▶ Data section:
________

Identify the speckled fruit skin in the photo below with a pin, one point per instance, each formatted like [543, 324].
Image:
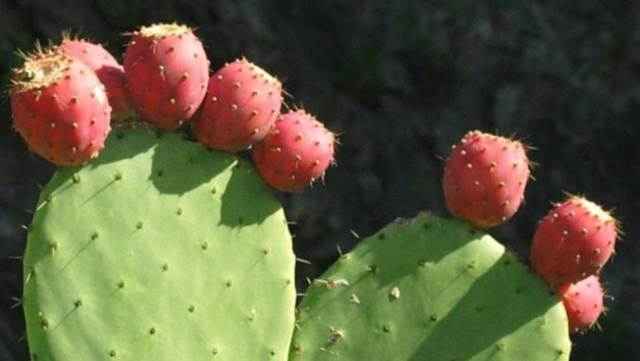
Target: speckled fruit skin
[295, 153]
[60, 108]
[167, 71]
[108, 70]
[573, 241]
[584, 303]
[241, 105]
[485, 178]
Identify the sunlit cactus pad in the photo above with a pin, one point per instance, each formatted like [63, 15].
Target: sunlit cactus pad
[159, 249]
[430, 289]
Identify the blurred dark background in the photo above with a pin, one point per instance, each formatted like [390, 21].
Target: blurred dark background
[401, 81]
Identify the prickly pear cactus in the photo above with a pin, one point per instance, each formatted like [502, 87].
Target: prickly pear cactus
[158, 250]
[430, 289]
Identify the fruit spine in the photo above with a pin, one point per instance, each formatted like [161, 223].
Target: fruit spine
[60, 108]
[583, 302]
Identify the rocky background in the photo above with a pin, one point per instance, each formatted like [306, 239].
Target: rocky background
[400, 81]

________

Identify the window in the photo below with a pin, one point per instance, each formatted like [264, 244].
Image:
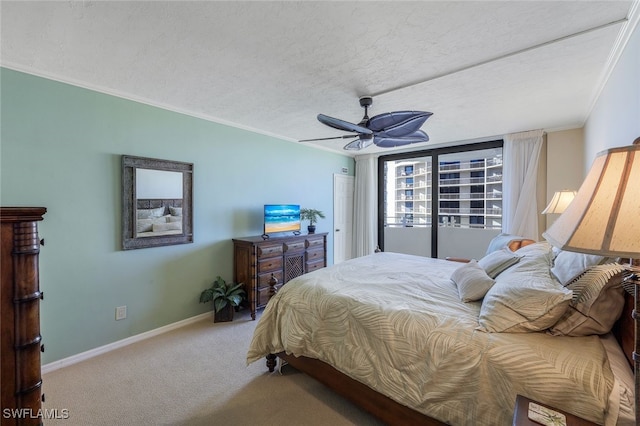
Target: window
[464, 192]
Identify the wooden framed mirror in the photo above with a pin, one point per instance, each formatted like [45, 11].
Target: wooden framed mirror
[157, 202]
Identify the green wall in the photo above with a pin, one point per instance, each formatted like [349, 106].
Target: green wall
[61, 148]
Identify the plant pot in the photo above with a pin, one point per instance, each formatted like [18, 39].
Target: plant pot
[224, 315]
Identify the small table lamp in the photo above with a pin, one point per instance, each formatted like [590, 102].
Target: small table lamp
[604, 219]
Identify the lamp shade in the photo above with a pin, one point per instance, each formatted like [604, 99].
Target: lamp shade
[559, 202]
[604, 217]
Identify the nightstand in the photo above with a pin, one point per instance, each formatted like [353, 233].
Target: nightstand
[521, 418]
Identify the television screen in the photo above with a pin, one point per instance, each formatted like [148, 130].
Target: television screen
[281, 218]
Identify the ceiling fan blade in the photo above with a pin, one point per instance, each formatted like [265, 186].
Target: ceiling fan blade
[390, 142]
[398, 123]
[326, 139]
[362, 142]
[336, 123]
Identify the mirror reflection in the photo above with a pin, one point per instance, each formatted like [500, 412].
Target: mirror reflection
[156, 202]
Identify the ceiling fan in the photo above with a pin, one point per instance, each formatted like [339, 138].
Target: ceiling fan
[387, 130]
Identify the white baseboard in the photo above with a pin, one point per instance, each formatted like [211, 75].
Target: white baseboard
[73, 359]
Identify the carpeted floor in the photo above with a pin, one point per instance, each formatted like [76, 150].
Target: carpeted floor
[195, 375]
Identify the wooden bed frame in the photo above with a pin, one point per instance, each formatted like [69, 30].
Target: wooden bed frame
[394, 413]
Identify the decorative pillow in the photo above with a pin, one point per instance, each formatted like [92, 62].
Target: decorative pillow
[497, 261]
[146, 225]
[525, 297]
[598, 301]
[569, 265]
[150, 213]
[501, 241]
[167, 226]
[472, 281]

________

▶ Written instruction:
Which lines in the data above contain the word "lamp"? Report each such line in full, and treat uppercase and lowercase as different.

▶ Completed task:
Identify the small table lamp in the photo above with a pin, one point per instance, each formatted like [590, 102].
Target: small table lamp
Identify the lamp shade in the photo above with a pin, one point per instance, each formatted like [604, 99].
Target: lamp shade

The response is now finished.